__What you have to do__
Retype every one of the rows below word for word, omitting the pictures from your answer.

Items stored from a collection
________________________
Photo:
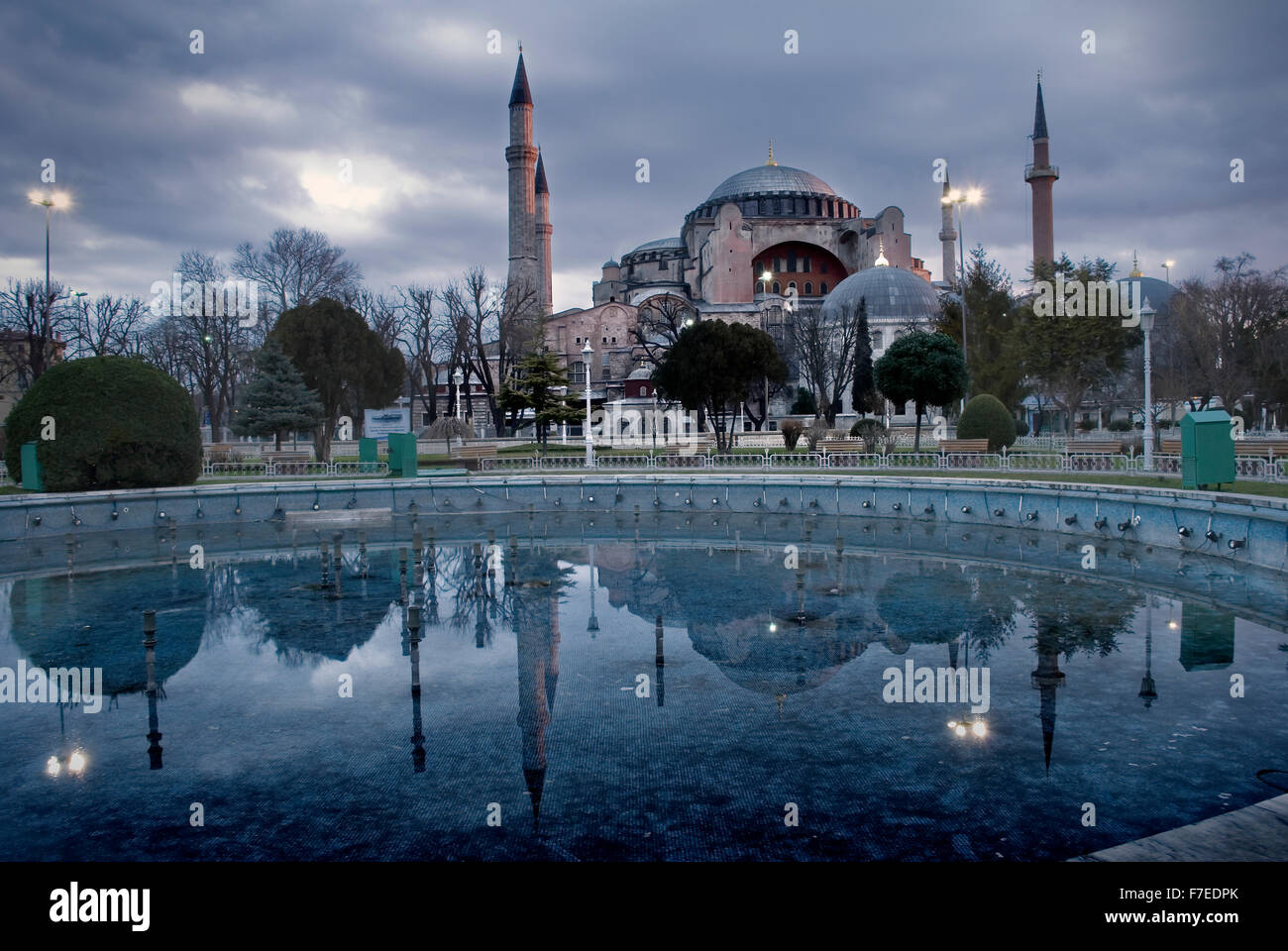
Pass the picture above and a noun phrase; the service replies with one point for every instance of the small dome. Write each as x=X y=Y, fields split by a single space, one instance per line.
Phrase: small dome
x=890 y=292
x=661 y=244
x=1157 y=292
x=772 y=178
________________________
__The answer__
Photo:
Pass the picture above and a noun phrase; the service replies with one point for every instance of the small dome. Write each as x=X y=Y, fields split by a single space, one instance per line.
Phrase: small dome
x=890 y=292
x=661 y=244
x=1157 y=292
x=772 y=178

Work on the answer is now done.